-- What this task involves --
Please output the line that contains "green tree, where" and all later lines of the material, exactly, through the end.

-- Study material --
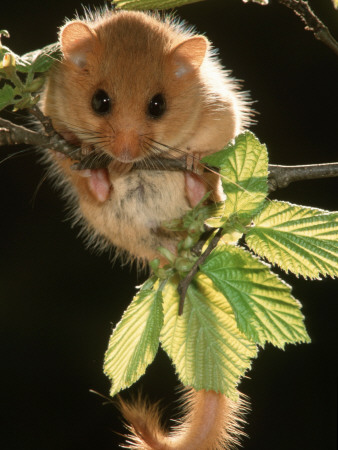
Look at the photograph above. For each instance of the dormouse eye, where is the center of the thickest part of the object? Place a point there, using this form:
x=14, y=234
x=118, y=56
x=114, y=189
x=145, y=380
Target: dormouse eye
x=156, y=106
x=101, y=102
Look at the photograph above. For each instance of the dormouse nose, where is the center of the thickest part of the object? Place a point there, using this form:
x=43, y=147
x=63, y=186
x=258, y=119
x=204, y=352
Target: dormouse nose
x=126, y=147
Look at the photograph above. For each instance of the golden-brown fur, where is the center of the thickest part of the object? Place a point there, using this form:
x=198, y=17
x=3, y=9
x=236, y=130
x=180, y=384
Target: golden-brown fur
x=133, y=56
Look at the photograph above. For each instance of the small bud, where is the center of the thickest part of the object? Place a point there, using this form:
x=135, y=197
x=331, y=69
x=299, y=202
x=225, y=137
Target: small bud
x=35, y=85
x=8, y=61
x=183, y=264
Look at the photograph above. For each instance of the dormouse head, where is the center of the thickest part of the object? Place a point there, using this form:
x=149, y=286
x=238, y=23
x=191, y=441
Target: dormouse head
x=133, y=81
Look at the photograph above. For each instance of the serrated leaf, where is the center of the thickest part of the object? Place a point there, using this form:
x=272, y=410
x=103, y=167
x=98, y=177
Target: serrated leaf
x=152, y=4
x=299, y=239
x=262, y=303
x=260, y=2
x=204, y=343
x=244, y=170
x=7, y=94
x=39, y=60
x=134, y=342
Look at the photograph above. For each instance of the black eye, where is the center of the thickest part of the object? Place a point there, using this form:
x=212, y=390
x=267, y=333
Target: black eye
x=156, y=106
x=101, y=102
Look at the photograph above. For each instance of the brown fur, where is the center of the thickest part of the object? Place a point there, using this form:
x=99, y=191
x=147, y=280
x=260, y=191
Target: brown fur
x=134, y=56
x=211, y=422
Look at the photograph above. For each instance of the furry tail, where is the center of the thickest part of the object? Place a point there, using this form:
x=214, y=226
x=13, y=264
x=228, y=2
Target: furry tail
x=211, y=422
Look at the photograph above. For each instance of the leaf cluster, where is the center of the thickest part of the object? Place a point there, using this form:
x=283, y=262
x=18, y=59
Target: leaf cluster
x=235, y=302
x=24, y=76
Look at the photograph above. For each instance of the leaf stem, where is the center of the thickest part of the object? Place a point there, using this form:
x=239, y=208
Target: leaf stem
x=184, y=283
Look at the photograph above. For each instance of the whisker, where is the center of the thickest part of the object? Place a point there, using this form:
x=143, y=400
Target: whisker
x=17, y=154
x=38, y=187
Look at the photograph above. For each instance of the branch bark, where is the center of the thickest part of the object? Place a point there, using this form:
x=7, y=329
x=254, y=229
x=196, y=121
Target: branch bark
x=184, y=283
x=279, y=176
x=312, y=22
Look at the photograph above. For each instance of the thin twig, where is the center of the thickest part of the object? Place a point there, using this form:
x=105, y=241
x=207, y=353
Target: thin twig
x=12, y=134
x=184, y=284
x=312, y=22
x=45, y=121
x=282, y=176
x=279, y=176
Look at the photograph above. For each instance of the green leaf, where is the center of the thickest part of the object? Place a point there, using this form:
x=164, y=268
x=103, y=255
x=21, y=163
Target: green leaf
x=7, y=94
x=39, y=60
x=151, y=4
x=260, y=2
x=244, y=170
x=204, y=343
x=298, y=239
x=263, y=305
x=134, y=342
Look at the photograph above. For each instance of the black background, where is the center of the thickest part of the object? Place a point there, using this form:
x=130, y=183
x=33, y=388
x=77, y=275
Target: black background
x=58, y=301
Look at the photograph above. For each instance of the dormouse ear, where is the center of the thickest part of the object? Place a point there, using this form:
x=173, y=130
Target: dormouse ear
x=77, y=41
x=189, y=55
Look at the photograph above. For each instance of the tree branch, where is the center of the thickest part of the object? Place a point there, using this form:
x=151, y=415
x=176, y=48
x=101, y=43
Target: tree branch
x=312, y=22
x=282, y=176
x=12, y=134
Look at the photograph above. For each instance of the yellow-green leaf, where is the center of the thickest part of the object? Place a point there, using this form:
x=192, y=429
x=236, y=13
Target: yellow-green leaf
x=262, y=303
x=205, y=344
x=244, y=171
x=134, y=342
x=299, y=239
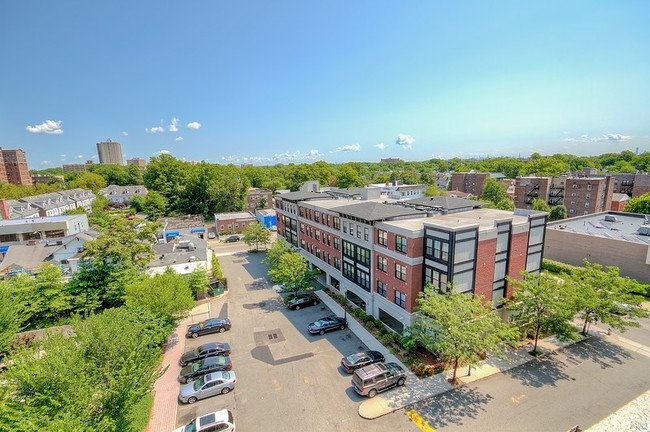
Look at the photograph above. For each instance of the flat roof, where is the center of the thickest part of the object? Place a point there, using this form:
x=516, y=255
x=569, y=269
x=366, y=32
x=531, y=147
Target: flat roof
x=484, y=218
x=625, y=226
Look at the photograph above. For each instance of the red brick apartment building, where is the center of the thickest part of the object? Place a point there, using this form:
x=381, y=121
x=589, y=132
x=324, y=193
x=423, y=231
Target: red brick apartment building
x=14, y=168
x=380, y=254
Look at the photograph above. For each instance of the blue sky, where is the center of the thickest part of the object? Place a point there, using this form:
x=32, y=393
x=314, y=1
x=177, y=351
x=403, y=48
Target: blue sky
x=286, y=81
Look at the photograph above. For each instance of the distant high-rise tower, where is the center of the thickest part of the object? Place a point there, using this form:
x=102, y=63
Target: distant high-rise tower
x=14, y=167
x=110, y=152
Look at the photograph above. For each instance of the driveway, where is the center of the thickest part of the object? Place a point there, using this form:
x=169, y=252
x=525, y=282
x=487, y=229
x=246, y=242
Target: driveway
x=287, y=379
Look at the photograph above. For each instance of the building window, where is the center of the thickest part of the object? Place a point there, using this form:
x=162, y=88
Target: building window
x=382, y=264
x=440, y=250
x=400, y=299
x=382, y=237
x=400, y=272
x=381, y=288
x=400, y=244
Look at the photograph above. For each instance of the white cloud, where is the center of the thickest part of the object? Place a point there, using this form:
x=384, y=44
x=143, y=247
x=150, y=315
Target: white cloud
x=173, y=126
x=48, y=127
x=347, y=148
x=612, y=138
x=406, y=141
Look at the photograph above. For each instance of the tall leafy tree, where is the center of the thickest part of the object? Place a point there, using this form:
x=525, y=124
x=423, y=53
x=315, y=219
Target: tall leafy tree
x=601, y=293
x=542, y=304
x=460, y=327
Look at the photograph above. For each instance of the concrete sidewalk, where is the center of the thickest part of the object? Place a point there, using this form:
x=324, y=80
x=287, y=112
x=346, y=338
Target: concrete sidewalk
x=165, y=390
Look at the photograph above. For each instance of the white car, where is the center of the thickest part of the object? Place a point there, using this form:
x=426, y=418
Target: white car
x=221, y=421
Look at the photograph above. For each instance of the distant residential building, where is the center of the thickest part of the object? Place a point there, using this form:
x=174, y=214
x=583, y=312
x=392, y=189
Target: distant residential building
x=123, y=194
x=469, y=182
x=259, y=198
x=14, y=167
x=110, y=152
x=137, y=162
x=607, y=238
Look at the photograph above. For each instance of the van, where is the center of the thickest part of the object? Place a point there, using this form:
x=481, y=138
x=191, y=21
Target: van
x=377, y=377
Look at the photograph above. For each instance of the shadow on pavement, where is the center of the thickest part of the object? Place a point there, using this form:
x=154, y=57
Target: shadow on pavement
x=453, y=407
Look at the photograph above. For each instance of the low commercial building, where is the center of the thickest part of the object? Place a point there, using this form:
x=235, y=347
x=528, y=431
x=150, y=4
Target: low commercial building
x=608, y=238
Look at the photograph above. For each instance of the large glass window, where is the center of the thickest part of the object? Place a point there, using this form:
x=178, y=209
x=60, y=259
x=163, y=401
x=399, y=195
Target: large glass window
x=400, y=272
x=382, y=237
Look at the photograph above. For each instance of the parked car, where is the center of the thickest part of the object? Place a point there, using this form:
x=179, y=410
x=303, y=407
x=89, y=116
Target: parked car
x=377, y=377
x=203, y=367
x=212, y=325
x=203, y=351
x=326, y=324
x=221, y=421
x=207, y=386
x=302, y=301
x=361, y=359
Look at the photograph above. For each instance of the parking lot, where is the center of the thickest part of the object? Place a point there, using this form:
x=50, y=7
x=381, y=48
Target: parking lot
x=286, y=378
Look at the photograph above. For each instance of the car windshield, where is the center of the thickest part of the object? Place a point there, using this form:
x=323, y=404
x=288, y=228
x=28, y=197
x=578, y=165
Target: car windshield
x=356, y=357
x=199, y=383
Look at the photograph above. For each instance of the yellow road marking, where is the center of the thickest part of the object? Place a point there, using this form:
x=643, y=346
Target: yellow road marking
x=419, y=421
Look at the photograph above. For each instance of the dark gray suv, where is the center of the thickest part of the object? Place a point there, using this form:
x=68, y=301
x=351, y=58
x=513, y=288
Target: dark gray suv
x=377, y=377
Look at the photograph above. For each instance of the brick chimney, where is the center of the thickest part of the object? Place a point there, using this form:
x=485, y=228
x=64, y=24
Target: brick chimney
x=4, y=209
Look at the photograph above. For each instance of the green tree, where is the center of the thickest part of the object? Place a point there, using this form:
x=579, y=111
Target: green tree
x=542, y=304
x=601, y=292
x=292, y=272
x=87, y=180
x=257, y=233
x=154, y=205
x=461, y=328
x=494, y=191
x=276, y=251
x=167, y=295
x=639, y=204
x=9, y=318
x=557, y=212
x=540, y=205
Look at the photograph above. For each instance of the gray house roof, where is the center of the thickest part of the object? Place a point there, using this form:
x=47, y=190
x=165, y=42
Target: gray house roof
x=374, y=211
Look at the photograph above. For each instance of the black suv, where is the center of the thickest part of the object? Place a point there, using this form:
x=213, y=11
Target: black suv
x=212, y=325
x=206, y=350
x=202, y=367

-- Reply to the task --
Look at the photograph above. For each instance of the green tree, where is the center of the thickest part of the object? Place a point there, using this form:
x=579, y=111
Target: green tree
x=542, y=304
x=601, y=292
x=292, y=272
x=87, y=180
x=257, y=233
x=154, y=205
x=461, y=328
x=494, y=191
x=276, y=251
x=167, y=295
x=639, y=204
x=9, y=318
x=557, y=212
x=540, y=205
Look at the photograph above. For each instance of the gray house roof, where is the center of the thickest part of the object? Place a point there, using this form:
x=47, y=190
x=165, y=42
Target: gray house roof
x=374, y=211
Look at the photograph above. For each instance of the black suv, where is the center of the thickest part of the object? Place a point there, using this form:
x=213, y=11
Target: black suv
x=212, y=325
x=206, y=350
x=202, y=367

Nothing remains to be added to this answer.